▶ **PASSAGE SHOWN**:
Implantable pacemaker future of weight loss

weightlossDIETS and exercise may not be the future for weight loss.

A pacemaker-like device, which blocks hunger nerves, has been successfully trialled at Adelaide's Flinders Medical Centre, with stunning results.

The first person to be implanted with the device lost 20 kilograms in a year without changing her dietary habits or exercise regime.

The Adelaide medical centre was one of three in the world to trial the new device, developed by EnteroMedics Inc.

Flinders' Professor of Digestive Surgery James Toouli (Toouli) said the instrument was placed under the abdominal skin and powered by parts worn outside the body.

The device then intermittently blocked hunger signals carried by vagus nerves - two large cables which go from the brain to the gastrointestinal tract.

"The vagus are the most important nerve that go to the digestive system," Prof Toouli said today.

"These nerves control the movement of the stomach and they control some of the secretions used for digestion, and by blocking these intermittently, what it does is it slows downs the aching of the stomach so consequently people don't feel as hungry."

The theory of blocking the hunger nerves came from clinical observations from past surgery where patients had the nerves divided.

▶ **ACTIVITY LIST**:
1 – According to the weight-loss pacemaker article, how much weight did the first person implanted with the device lose, and over what period?
2 – Please quote the weight-loss pacemaker article word for word, from "Implantable pacemaker future" up to and including "the gastrointestinal tract.".

▶ **RECORDS**:
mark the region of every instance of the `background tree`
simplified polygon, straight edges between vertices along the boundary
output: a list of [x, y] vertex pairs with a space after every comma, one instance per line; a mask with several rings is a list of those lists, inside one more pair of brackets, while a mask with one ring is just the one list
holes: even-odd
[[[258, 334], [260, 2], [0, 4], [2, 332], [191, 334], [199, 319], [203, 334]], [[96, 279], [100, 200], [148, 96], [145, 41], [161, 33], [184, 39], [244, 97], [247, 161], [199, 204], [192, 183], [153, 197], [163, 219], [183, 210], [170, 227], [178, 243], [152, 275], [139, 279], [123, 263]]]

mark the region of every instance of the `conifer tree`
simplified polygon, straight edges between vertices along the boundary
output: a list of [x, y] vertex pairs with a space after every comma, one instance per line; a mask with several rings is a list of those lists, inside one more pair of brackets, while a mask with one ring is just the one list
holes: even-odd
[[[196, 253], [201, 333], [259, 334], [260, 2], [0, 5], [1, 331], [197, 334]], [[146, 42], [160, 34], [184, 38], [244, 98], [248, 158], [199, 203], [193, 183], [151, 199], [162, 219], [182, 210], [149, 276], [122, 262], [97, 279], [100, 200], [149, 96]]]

▶ **RESPONSES PER TASK**:
1 – She lost 20 kilograms in a year.

2 –
Implantable pacemaker future of weight loss

weightlossDIETS and exercise may not be the future for weight loss.

A pacemaker-like device, which blocks hunger nerves, has been successfully trialled at Adelaide's Flinders Medical Centre, with stunning results.

The first person to be implanted with the device lost 20 kilograms in a year without changing her dietary habits or exercise regime.

The Adelaide medical centre was one of three in the world to trial the new device, developed by EnteroMedics Inc.

Flinders' Professor of Digestive Surgery James Toouli (Toouli) said the instrument was placed under the abdominal skin and powered by parts worn outside the body.

The device then intermittently blocked hunger signals carried by vagus nerves - two large cables which go from the brain to the gastrointestinal tract.